» Texte à lire:
────

L'auteur parvient à nous rendre le couple de poètes très familier et en même temps, ils deviennent des figures éternelles, doubles des grands personnages de la mythologie ou de la littérature.
En effet, l'auteur rend son roman très poétique dans la mesure où les images et les métaphores abondent.
Ted et Sylvia sont deux figures animales ; lui, le poète, est passionné par le langage des animaux et , en apprenti chamane, passionné par les légendes, rêve de le comprendre. Il rêve de dompter la panthère Sylvia ; entre eux, c'est une chasse perpétuelle (lors de la première rencontre à Cambridge, Sylvia mord Ted !).
Les deux poètes sont les deux élues de Dame Nature ; la référence à L'amant de Lady Chatterley de DH Lawrence est manifeste : il y a une magnifique scène de fusion entre la nature et l'homme ; les deux poètes se promènent dans les bois, et entre les animaux et les oiseaux, scellent leur union païenne. Les paysages anglais du Devon et du Yorkshire, collines et forêts sous la pluie et le vent, de sont pas sans évoquer les oeuvres des soeurs Brontë.
Autre référence à la littérature, explicite cette fois-ci : Shakespeare, notamment à travers la pièce La tempête. (le roi Prospero, avec sa fille, contrôle des éléments et les esprits,notamment l'esprit Ariel).

────

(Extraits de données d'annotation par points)
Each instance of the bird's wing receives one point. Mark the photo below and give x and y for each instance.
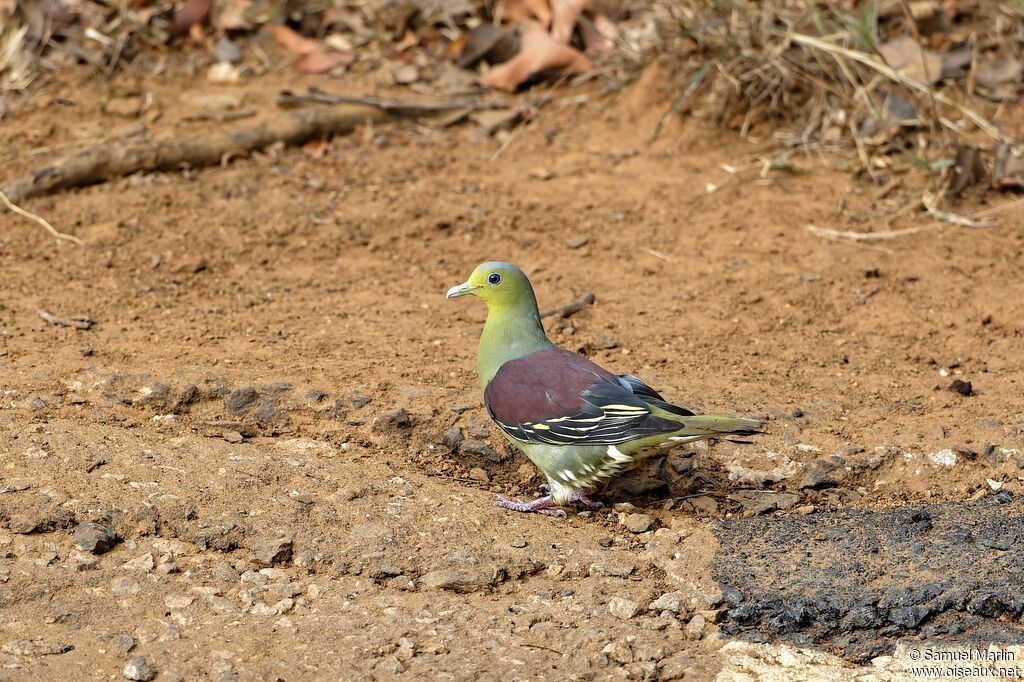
(559, 397)
(650, 396)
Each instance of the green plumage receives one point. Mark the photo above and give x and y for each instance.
(580, 424)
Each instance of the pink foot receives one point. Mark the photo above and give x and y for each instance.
(545, 505)
(583, 497)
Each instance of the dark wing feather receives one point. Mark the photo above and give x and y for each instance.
(651, 396)
(558, 397)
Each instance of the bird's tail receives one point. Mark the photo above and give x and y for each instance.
(699, 427)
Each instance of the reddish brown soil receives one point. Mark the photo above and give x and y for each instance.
(292, 274)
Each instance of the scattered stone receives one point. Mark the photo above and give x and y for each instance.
(383, 571)
(391, 420)
(944, 458)
(125, 587)
(138, 669)
(624, 608)
(480, 449)
(453, 438)
(128, 107)
(639, 522)
(670, 601)
(453, 581)
(178, 601)
(704, 505)
(391, 665)
(619, 650)
(91, 537)
(122, 644)
(695, 628)
(240, 400)
(761, 502)
(35, 647)
(407, 649)
(225, 49)
(168, 567)
(963, 387)
(266, 413)
(269, 552)
(816, 475)
(611, 569)
(142, 563)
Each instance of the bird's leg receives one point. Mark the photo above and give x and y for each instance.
(583, 497)
(545, 505)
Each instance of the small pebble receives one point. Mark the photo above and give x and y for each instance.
(138, 669)
(623, 608)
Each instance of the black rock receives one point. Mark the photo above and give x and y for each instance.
(908, 616)
(453, 438)
(816, 475)
(95, 538)
(391, 420)
(480, 449)
(962, 387)
(240, 400)
(269, 552)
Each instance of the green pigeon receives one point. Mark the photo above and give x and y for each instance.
(579, 423)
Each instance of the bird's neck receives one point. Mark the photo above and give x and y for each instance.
(510, 333)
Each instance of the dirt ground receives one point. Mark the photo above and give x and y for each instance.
(230, 417)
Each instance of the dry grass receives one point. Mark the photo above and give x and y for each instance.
(813, 72)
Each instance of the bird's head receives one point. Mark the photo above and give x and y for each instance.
(497, 284)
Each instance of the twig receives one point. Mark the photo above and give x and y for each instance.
(398, 107)
(695, 80)
(828, 232)
(103, 162)
(32, 216)
(78, 322)
(867, 60)
(930, 202)
(541, 646)
(569, 308)
(656, 254)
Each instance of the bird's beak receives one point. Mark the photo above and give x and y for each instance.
(460, 290)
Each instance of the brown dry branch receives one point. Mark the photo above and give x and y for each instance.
(101, 163)
(32, 216)
(78, 322)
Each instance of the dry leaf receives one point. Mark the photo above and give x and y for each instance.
(224, 73)
(996, 70)
(602, 36)
(488, 43)
(231, 15)
(322, 61)
(190, 13)
(538, 52)
(563, 18)
(1009, 171)
(907, 57)
(315, 148)
(523, 11)
(293, 42)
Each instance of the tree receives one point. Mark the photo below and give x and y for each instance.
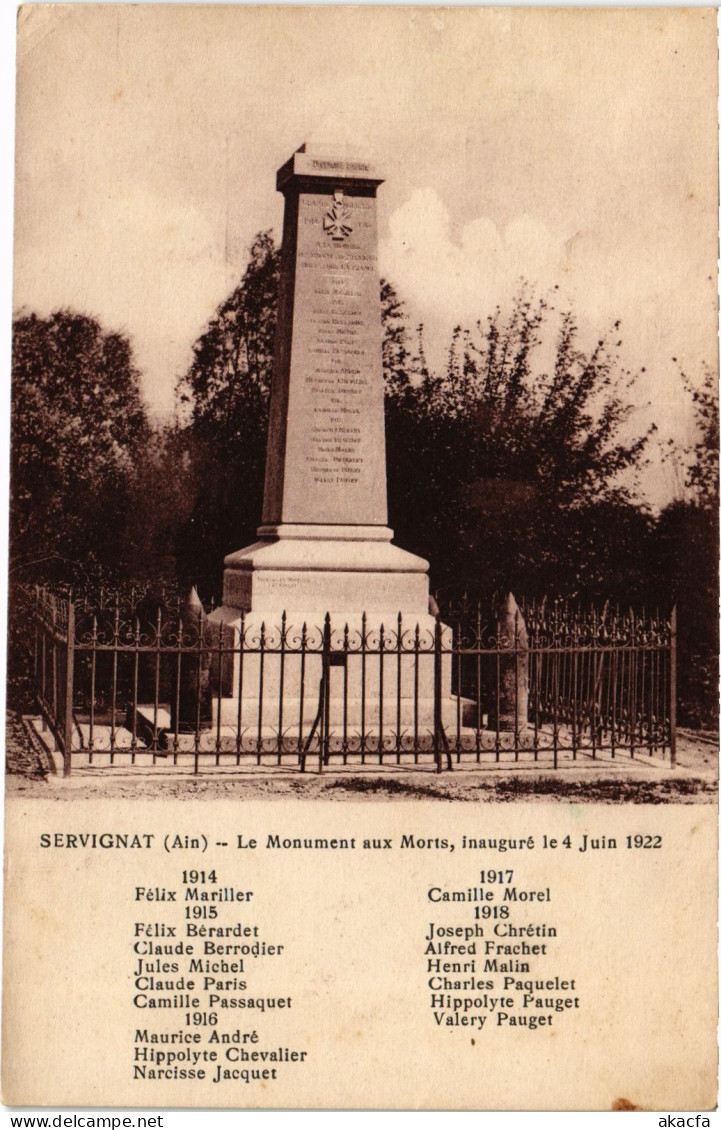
(78, 424)
(503, 472)
(517, 470)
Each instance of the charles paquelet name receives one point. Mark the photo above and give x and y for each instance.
(199, 953)
(492, 965)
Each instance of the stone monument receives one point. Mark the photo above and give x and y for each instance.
(324, 545)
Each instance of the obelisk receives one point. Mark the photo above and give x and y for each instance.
(324, 544)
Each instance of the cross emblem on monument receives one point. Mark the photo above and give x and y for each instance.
(336, 220)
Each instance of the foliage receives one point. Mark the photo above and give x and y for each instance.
(78, 423)
(227, 389)
(514, 481)
(685, 563)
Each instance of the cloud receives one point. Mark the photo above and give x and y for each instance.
(450, 276)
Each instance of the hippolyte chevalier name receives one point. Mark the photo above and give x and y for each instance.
(215, 996)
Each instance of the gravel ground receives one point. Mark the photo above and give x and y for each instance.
(623, 781)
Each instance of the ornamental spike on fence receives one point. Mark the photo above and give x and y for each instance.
(192, 697)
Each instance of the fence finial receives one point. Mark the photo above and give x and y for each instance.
(511, 705)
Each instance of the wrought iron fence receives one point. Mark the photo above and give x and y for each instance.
(130, 679)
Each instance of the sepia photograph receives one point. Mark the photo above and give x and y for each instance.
(364, 497)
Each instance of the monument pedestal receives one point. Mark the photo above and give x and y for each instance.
(324, 567)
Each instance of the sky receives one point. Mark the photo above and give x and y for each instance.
(575, 148)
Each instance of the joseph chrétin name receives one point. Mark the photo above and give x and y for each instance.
(460, 956)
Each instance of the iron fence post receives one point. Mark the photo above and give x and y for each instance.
(67, 730)
(672, 686)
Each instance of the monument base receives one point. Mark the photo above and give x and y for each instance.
(323, 567)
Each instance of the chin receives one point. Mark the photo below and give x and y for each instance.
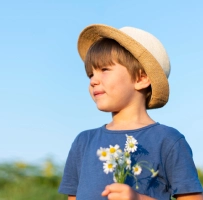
(105, 109)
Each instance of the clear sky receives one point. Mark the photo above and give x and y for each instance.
(44, 99)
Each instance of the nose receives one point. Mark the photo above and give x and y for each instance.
(94, 80)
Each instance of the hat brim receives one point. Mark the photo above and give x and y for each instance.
(158, 79)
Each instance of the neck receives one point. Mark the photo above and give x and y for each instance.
(133, 117)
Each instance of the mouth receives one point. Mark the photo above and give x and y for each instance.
(98, 93)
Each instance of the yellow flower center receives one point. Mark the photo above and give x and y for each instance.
(112, 150)
(131, 145)
(104, 153)
(136, 169)
(110, 166)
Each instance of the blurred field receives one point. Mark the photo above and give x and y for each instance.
(20, 181)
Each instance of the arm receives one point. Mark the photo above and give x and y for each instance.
(71, 197)
(194, 196)
(118, 191)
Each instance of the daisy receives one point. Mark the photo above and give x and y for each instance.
(154, 173)
(109, 166)
(137, 170)
(103, 154)
(130, 145)
(128, 163)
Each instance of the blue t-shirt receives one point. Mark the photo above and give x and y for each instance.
(163, 147)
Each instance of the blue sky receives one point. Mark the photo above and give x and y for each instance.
(44, 99)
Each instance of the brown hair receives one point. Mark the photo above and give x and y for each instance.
(106, 52)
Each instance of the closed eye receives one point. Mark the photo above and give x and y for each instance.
(90, 76)
(105, 69)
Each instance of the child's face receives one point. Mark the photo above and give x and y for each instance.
(112, 88)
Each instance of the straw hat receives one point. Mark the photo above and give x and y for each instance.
(146, 48)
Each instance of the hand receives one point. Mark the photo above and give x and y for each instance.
(118, 191)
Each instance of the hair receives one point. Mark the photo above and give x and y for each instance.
(105, 52)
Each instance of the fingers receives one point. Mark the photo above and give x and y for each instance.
(105, 192)
(114, 188)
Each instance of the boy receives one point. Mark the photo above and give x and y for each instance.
(128, 70)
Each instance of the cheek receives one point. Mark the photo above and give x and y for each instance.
(91, 92)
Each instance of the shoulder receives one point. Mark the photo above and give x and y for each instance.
(85, 136)
(169, 133)
(166, 137)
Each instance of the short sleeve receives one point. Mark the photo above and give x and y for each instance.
(181, 171)
(70, 177)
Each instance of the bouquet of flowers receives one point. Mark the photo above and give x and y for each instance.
(119, 162)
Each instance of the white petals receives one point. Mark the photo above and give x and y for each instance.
(130, 145)
(103, 154)
(137, 169)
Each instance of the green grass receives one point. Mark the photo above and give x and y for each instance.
(19, 181)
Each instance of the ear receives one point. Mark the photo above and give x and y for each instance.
(142, 81)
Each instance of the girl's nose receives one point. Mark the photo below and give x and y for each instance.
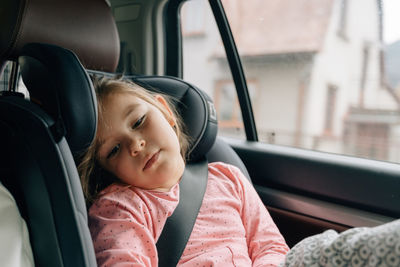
(136, 147)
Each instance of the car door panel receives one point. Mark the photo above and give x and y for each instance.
(308, 192)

────

» Travail demandé:
(1) Pouvez-vous recopier fidèlement le passage du texte sur le couple de poètes compris entre « Autre référence à » et « esprits,notamment l'esprit Ariel). », bornes incluses ?
(2) Pourriez-vous prolonger le texte sur le couple de poètes à partir de l'endroit où il s'arrête ?

» Réponses par consigne:
(1)
Autre référence à la littérature, explicite cette fois-ci : Shakespeare, notamment à travers la pièce La tempête. (le roi Prospero, avec sa fille, contrôle des éléments et les esprits,notamment l'esprit Ariel).

(2)
Ted-Prospero tente de parvenir à apprivoiser Ariel, pour sauver Sylvia de la dépression.
Enfin, la référence au mythe Orphée-Eurydice est constante ; Ted-Orphée ne parviendra pas à ramener Eurydice-Sylvia de l'enfer.
Figures littéraires, figures mythologiques et aussi figures de la vie quotidienne. Sylvia Plath est avant tout une mère de deux enfants ; lorsqu'elle se suicide au gaz, elle prend bien soin de calfeutrer la chambre des enfants et de leur laisser du lait et des tartines. Le lait nourricier, liquide magique et sauveur, lutte contre le sang menstruel, qui entraîne la dépression et le retour des cauchemars. Sylvia, la maman, la cuisinière, la ménagère, la décoratrice et poète. La création, c'est la poésie mais aussi la maternité. Ces deux pans sont indissociables.
Mais dans la vie quotidienne, règne Moira, la figure du destin, qui encourage au suicide, de génération en génération....
Un petit chef d'oeuvre qui donne envie de lire Sylvia Plath, Shakespeare, et DH Lawrence. Que demander de mieux !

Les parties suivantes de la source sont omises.